[PAGE EXTRACT]

The battle is particularly significant because of the participation of black soldiers. I can't recall the specific USCT regiment -- but it suffered somewhere in the neighborhood of 50 percent casualties, and six color-bearers were killed. To give you some idea of what this means, imagine a guy waving a large "Please Kill Me" flag. His mission accomplished, five other people, in order, do the same thing. Thomas, touring the battlefield the next day and observing the piles of black bodies, is said to have remarked, "Gentlemen, the question is settled. Negroes will fight." That's how democracy happens. Lives are handed over.
I didn't visit Fort Negley alone. Indeed, I was lucky to be in the company of some truly great historians. I didn't know the entire group. But of those I got to spend a good amount of time with, you see in this photograph (and in no particular order) David Blight, Fergus Bordewich (whose history of the Underground Railroad I've been blogging), Adam Goodheart, Tony Horwitz, and Laurent Dubois. Later that evening, I also got to spend some good time with Rebecca Scott, whose work on the ties between 19th century slavery and modern day slavery is fascinating. (More on that soon.)

[/PAGE EXTRACT]

> _ACTIVITY_
Carry on the blog post about visiting Fort Negley, picking up right after its final sentence.

[DATA]

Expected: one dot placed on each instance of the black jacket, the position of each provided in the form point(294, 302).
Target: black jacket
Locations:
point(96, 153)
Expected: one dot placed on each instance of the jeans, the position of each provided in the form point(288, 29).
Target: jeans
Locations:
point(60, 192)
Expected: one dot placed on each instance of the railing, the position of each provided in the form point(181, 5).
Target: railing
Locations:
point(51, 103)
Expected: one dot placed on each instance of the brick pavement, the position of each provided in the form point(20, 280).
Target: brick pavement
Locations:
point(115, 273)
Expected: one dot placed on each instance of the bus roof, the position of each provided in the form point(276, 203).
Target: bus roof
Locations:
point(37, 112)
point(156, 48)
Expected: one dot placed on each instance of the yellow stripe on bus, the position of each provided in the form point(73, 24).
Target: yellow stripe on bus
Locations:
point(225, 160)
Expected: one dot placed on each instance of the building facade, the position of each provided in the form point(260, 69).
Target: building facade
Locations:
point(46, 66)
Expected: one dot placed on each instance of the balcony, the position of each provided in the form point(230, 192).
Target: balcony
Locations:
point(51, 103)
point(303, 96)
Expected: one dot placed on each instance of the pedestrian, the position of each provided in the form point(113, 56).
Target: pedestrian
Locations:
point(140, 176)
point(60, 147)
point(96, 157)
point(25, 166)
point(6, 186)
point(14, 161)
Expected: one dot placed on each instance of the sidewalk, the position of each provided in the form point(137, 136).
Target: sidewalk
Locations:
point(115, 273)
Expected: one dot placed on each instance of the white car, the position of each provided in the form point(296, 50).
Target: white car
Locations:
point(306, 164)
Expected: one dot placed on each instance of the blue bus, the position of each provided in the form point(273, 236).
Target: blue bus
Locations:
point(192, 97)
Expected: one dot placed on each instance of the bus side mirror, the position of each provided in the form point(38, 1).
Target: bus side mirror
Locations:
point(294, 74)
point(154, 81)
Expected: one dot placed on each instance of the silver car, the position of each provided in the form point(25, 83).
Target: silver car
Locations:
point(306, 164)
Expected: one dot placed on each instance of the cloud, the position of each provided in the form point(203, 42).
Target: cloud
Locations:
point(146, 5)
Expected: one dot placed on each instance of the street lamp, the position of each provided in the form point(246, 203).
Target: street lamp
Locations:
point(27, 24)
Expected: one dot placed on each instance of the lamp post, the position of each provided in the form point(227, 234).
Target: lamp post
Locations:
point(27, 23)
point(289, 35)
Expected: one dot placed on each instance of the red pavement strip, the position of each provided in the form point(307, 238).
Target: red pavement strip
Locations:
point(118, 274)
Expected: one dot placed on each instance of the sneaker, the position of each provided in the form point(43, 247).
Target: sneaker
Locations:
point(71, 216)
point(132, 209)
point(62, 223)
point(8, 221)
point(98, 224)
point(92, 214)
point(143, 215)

[/DATA]

> _ANSWER TO THIS EXERCISE_
It's true I was surrounded by Yankees this time, but I still need to (as always) express my deep love for the South. I don't know how to explain being directly in tune with a region's culture, even as I am out of tune with its politics. And it's hard to explain, in such a politicized space as this, why culture is often just as important to me as politics (sometimes more important). I was flying in from Cambridge, a place from which I feel considerable cultural (if not political) distance. I was happy to be in Nashville. And very sad to leave. Southern hospitality has actual meaning.